TEKSTFRAGMENT
━━━━━━━━━━━━━━━━━━━━━━━━━━━━━━

Afgelopen week streek ik neer bij een restaurantje waar ik wel eens kom om snel een hapje te eten voor ik doorrij naar huis. Het stof van de 60 minuten durende brommertocht van het Cambodjaanse platteland terug naar Phnom Penh prikte nog in m’n ogen. ZilveruitjesDat het 36 graden is, dat ik zit op de stoep, dat er betrekkelijk dicht langs mijn tafeltje brommers, tuktuks, karren en veel te grote SUV’s razen, valt me niet meer op. De meneer die een houten stellage om z’n brommer heeft getimmerd waaraan hij trossen en trossen bananen heeft hangen, verkoopt zoals altijd niets aan mij, maar wel aan een hippie-achtig figuur bij mij op het stoep-terras. Ik ben  geconcentreerd aan het studeren in m’n nieuwe Cambodjaanse leerboek als mijn hamburger arriveert en ik er met een ruk ineens helemaal uit ben. Zijn dat… Zilveruitjes?! En jawel. Drie weerloze, glimmende zilveruitjes.

━━━━━━━━━━━━━━━━━━━━━━━━━━━━━━

OPDRACHTEN
[1] Hoe lang duurde in het verhaal over de zilveruitjes de brommertocht van het Cambodjaanse platteland terug naar Phnom Penh?
[2] Schrijf het verhaal over de hamburger met zilveruitjes alsjeblieft verder na de laatste zin.

[Voorbeelden van puntlabeling]
━━━━━━━━━━━━━━━━━━━━━━━━━━━━━━

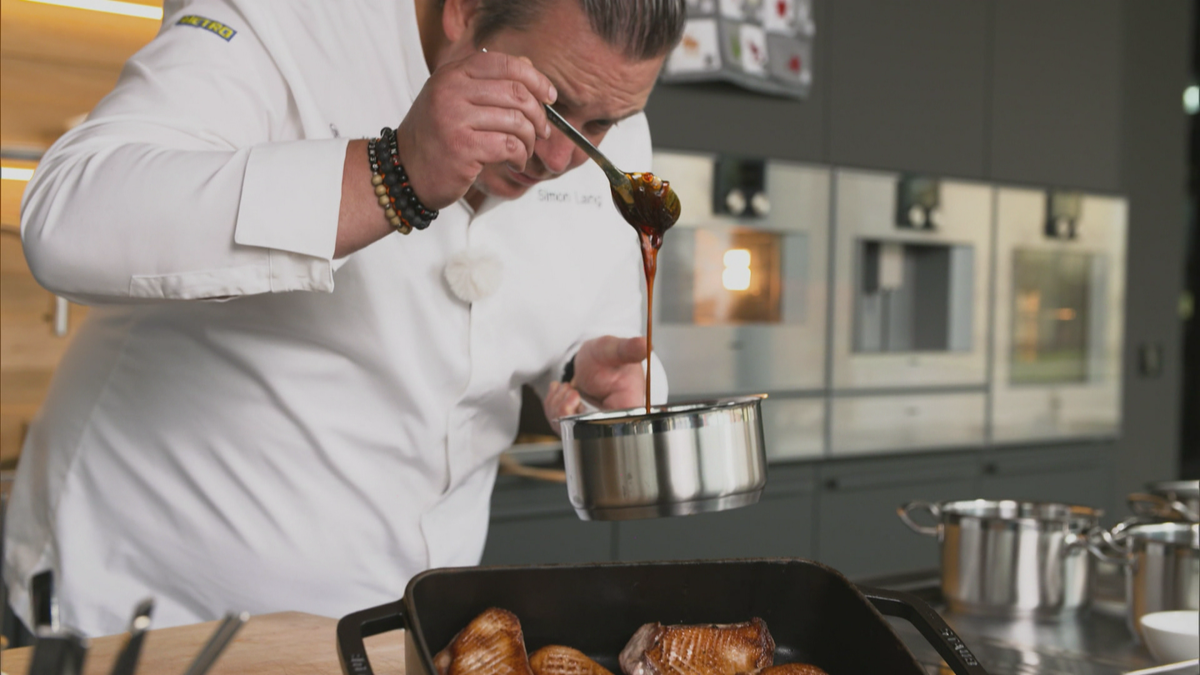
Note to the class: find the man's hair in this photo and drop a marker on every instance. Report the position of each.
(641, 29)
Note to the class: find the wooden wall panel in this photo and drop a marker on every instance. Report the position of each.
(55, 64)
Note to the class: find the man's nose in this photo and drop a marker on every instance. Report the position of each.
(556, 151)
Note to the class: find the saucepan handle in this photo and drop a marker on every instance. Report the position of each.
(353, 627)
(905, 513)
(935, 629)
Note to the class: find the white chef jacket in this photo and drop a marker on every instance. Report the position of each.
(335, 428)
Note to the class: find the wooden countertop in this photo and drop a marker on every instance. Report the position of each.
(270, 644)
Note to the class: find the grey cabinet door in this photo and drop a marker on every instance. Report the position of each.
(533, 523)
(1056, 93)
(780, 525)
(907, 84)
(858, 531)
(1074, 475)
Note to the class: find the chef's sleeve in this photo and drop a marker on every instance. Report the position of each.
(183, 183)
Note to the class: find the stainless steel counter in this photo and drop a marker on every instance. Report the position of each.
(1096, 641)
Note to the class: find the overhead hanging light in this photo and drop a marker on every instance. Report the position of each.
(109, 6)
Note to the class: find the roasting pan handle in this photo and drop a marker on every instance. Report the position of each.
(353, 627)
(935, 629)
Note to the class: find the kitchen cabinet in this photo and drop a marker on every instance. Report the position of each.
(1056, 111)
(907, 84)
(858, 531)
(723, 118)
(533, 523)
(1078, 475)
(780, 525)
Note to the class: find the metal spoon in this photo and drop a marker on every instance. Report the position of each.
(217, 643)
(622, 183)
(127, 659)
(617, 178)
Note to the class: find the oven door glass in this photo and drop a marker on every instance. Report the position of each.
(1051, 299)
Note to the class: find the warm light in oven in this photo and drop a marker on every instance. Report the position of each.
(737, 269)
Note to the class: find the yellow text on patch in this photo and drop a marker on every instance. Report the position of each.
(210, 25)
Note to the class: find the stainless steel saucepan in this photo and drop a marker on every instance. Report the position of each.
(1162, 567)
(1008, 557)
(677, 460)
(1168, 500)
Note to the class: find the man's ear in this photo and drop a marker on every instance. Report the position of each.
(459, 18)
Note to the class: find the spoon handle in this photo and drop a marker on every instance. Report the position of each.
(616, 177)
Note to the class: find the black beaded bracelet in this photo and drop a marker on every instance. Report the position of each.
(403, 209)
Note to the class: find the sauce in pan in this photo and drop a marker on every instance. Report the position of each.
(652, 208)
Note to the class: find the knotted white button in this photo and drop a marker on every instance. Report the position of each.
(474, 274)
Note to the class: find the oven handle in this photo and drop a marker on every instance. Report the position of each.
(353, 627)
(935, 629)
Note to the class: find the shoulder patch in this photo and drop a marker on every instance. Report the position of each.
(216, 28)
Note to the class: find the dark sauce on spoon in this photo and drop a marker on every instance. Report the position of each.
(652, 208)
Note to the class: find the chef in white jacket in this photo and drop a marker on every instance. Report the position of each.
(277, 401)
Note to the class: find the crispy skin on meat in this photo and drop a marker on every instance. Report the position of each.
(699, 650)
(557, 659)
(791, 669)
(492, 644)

━━━━━━━━━━━━━━━━━━━━━━━━━━━━━━

ANTWOORDEN
[1] 60 minuten.

[2]
En zo bracht het kleine zilveruitje me even helemaal thuis, naar mijn andere thuis waar het koud en nat is, waar je binnen en niet op de stoep zit te eten, waar mijn wortels liggen, waar m’n zusje is, en mijn ouders, m’n oudste neefje, m’n nichtje en m’n nieuwste neefje die ik nog nooit gezien heb sinds hij een half jaar geleden geboren werd, m’n vrienden en m’n eigen huis, welvaart en lange, weldoorvoede mensen, orde, structuur, voorspelbaarheid en niet-goed-geld-terug garanties.

Wat het zilveruitje niet wist is dat ik over een week terug zou gaan naar dat andere thuis. Langzaamaan begint het door te dringen. Langzaam begin ik me te verheugen, en tel ik de dingen die ik hier nog moet doen voor ik kan gaan. Nu nog maar een paar dagen…

Dag zilveruitje, ik kom weer terug!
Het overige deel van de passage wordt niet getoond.